Excerpts from point annotation data:

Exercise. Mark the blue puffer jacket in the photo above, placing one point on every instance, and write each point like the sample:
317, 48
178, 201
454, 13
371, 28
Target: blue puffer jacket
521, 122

→ **Required task**
Quote every one of the rows above verbatim, in their original order.

→ **Result for this exercise**
Exercise. Mark the blue puffer jacket in the photo above, placing one point on every instance, and write each point like the sample:
317, 48
178, 201
454, 13
371, 28
Target: blue puffer jacket
521, 122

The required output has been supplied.